• [Data shown]
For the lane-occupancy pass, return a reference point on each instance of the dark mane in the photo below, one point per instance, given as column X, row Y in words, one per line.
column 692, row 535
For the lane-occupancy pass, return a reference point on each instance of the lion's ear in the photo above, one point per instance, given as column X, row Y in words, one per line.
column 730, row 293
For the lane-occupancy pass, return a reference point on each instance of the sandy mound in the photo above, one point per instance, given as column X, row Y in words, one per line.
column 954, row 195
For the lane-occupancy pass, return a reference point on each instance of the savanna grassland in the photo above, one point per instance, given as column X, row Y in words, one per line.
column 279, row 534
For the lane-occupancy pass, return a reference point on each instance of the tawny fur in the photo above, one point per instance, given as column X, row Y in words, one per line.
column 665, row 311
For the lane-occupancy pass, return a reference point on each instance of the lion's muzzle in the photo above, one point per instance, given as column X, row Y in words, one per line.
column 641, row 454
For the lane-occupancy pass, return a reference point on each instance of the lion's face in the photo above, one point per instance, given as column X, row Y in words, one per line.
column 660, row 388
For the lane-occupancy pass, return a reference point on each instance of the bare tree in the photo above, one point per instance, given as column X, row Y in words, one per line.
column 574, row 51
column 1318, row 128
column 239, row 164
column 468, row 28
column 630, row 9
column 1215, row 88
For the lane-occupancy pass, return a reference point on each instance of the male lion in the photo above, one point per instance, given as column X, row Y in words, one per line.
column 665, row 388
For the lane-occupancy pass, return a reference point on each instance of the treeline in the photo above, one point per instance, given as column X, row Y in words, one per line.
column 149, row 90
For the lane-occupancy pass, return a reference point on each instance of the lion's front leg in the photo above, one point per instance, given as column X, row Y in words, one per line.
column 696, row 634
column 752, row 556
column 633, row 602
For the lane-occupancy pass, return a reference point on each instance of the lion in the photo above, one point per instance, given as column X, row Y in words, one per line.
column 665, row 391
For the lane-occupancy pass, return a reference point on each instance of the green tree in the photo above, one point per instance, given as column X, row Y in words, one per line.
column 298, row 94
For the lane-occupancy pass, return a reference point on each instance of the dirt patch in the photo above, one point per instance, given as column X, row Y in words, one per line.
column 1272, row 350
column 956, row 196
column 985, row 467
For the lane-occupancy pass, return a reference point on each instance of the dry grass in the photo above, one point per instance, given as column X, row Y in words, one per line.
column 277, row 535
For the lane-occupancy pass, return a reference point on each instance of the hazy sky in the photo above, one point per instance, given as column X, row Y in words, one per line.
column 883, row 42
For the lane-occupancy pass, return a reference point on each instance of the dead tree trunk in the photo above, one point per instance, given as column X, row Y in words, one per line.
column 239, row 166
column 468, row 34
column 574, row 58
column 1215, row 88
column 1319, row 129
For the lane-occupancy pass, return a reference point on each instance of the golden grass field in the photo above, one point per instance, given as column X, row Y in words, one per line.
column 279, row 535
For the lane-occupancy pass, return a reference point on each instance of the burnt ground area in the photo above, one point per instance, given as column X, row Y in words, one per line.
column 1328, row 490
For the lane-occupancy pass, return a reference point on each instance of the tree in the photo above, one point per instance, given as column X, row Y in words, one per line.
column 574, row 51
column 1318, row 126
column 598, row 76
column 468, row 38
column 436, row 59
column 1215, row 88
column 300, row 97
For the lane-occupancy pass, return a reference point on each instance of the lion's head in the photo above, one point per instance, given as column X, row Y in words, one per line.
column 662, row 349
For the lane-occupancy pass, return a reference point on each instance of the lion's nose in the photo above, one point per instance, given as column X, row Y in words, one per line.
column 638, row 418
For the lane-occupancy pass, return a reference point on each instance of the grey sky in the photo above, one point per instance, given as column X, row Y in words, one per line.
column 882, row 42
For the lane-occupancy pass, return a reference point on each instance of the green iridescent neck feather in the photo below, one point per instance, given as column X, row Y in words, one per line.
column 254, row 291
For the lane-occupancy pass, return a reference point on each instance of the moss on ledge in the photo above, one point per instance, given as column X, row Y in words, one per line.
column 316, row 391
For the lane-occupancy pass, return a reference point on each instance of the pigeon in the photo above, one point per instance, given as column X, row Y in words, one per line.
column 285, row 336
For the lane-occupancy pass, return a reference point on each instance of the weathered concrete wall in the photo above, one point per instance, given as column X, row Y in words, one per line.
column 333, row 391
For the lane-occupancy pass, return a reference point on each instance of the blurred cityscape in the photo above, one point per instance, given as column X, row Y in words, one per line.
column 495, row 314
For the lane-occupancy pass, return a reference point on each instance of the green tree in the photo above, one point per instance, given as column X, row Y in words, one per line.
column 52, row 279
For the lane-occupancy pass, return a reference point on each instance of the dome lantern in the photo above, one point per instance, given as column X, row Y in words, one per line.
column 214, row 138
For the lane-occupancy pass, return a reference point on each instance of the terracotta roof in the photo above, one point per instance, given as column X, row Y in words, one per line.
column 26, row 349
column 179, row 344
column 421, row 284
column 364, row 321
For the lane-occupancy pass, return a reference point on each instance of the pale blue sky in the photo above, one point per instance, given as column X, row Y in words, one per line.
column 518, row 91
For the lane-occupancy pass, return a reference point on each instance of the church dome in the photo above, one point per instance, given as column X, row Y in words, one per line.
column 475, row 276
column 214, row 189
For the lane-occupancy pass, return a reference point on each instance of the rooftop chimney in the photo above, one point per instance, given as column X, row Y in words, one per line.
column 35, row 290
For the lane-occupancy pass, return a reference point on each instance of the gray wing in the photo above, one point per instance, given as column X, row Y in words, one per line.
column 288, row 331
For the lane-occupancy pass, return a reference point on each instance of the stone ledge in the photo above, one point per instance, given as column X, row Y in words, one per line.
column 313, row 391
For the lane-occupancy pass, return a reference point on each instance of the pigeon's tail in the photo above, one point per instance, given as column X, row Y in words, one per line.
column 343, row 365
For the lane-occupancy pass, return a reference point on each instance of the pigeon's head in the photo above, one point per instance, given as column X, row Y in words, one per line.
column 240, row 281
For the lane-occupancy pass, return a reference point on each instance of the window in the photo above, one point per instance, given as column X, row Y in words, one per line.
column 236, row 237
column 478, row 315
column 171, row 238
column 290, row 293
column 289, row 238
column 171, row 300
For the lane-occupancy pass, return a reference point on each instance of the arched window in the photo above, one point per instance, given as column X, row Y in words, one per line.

• [Task to carry out] Every single entry above has to be copied exactly.

• [Finished exercise]
For the lane-occupancy pass, return a reference point on each instance of the dark mane in the photo below, one point per instance, given as column X, row Y in words, one per line.
column 692, row 535
For the lane-occupancy pass, return a reference point on each instance of the lion's ear in the photo above, one point per instance, given as column X, row Y in words, one per line.
column 730, row 293
For the lane-occupancy pass, return a reference point on each instance of the sandy mound in the photo above, one point per instance, given as column X, row Y in words, one per line.
column 954, row 195
For the lane-occupancy pass, return a reference point on each instance of the savanna grassland in the photo above, one point per instance, given as column X, row Y in words, one per line.
column 279, row 534
For the lane-occupancy pass, return a reference point on each instance of the tawny fur in the photo above, one point per instance, given as column X, row Y in words, one per line.
column 665, row 311
For the lane-occupancy pass, return a reference point on each instance of the lion's muzzle in the photo above, one point per instance, given as column X, row Y in words, one per line.
column 641, row 454
For the lane-occupancy pass, return a reference point on each instance of the lion's face in the photo above, one point per instance, given as column X, row Y in words, one per line.
column 660, row 388
For the lane-occupancy pass, return a reference point on each instance of the bare tree in the photo above, one point per instance, given as column X, row Y in words, one per line.
column 574, row 51
column 1318, row 128
column 239, row 164
column 468, row 28
column 630, row 9
column 1215, row 88
For the lane-occupancy pass, return a reference point on each instance of the male lion in the photo above, one point per instance, given as column X, row Y in words, one per line.
column 665, row 388
For the lane-occupancy pass, return a reference point on each instance of the treeline in the photo above, one point per instance, given as column X, row Y in words, one per line.
column 149, row 90
For the lane-occupancy pass, return a reference point on each instance of the lion's front leg in the photo above, one point per instance, given as column X, row Y in words, one per line.
column 696, row 634
column 752, row 556
column 633, row 602
For the lane-occupancy pass, return a reference point on each instance of the lion in the photo above, one point per instance, given as column X, row Y in words, one per line.
column 665, row 391
For the lane-occupancy pass, return a reference point on each instance of the green tree in the photo above, one point per instance, given as column X, row Y in words, one per line.
column 298, row 94
For the lane-occupancy pass, return a reference point on each instance of the dirt patch in the photo above, one point per instance, given as column X, row Y in words, one per line.
column 1272, row 350
column 956, row 196
column 985, row 467
For the lane-occupancy pass, return a reference point on each instance of the dry grass in the photo above, one point per instance, given as column X, row Y in words, one per line.
column 277, row 535
For the lane-occupancy pass, return a reference point on each instance of the hazy sky in the photo above, one point per instance, given as column X, row Y in words, one per line.
column 883, row 42
For the lane-occupancy pass, return a reference point on each instance of the dead tree trunk in the photo above, one point per instance, given as column X, row Y in words, one per line.
column 239, row 166
column 468, row 34
column 574, row 58
column 1215, row 88
column 1319, row 129
For the lane-occupancy pass, return a reference point on each instance of the golden grass field in the photo above, one point per instance, given as column X, row Y in words, one per line.
column 279, row 535
For the lane-occupancy pass, return a reference point on each instance of the burnt ground area in the photo above, one point per instance, given as column X, row Y in words, one per line.
column 1328, row 490
For the lane-occupancy pass, return a reference point on each instance of the tree in the photo above, one point per instance, given as column X, row Y in words, one per line.
column 574, row 51
column 1318, row 126
column 598, row 76
column 468, row 38
column 436, row 59
column 1215, row 88
column 300, row 97
For the lane-occupancy pass, return a reference point on each instance of the lion's head in the photo above, one point per instance, given as column X, row Y in words, one per line.
column 662, row 349
For the lane-occupancy pass, return a reference point on each instance of the lion's nose in the photo above, one point per instance, given as column X, row Y in words, one per line.
column 638, row 418
For the lane-occupancy pass, return a reference point on each instance of the grey sky in the photo above, one point per instance, given as column X, row Y in words, one per line.
column 882, row 42
For the lane-occupancy pass, return a reference point on each instance of the green iridescent neck feather in the photo below, one point per instance, given as column X, row Y in words, one per line.
column 254, row 291
For the lane-occupancy pass, return a reference point on each instance of the moss on ledge in the photo above, one point per instance, given as column X, row Y in words, one per line.
column 316, row 391
For the lane-occupancy pass, return a reference point on each instance of the pigeon in the photo above, one point per instance, given as column X, row Y in words, one per line.
column 285, row 336
For the lane-occupancy pass, return a reference point on each instance of the weathered concrete wall in the photo above, one point per instance, given as column X, row Y in words, one per line.
column 333, row 391
For the lane-occupancy pass, return a reference point on each instance of the blurred cityscape in the photo above, one point per instance, given as column X, row Y in words, one per line.
column 495, row 314
For the lane-occupancy pass, return a reference point on each instance of the green tree in the photo above, one point per instance, given as column X, row Y in words, one per line.
column 52, row 279
For the lane-occupancy pass, return a reference point on each instance of the dome lantern in the photo above, one point per instance, given as column X, row Y in words, one per line.
column 214, row 138
For the lane-occupancy pass, return a reference point on each instance of the terracotta roof in the photo above, one point per instance, given as column X, row Y in words, one per line.
column 26, row 349
column 179, row 344
column 421, row 284
column 364, row 321
For the lane-occupancy pass, return a reference point on each instance of the pale blue sky in the photo above, one point per instance, given as column X, row Y in words, one per line.
column 518, row 91
For the lane-occupancy pass, return a reference point on each instance of the church dome in the photo above, one point per instance, given as column X, row Y in words, one per line.
column 475, row 276
column 214, row 189
For the lane-occupancy pass, return a reference point on each instance of the rooftop chimney in the photo above, one point per instance, given as column X, row Y in words, one per line.
column 35, row 290
For the lane-occupancy pass, return a reference point on each instance of the gray wing in the photo above, one point per instance, given as column X, row Y in words, one per line.
column 288, row 331
For the lane-occupancy pass, return a reference point on each instance of the stone ledge in the photo above, one point per instance, given as column X, row Y in words, one per line.
column 313, row 391
For the lane-occupancy pass, return a reference point on each instance of the pigeon's tail in the photo above, one point per instance, given as column X, row Y in words, one per line.
column 343, row 365
For the lane-occupancy pass, return a reference point on each instance of the pigeon's head in the photo above, one point per instance, given as column X, row Y in words, one per line.
column 240, row 281
For the lane-occupancy pass, return a reference point on each instance of the window in the photo above, one point per instance, given as column X, row Y in words, one per line.
column 236, row 237
column 478, row 315
column 171, row 238
column 290, row 293
column 289, row 238
column 171, row 300
For the lane-occupancy pass, return a reference point on each instance of the arched window in the photo above, one point per instance, given as column X, row Y in words, one per line.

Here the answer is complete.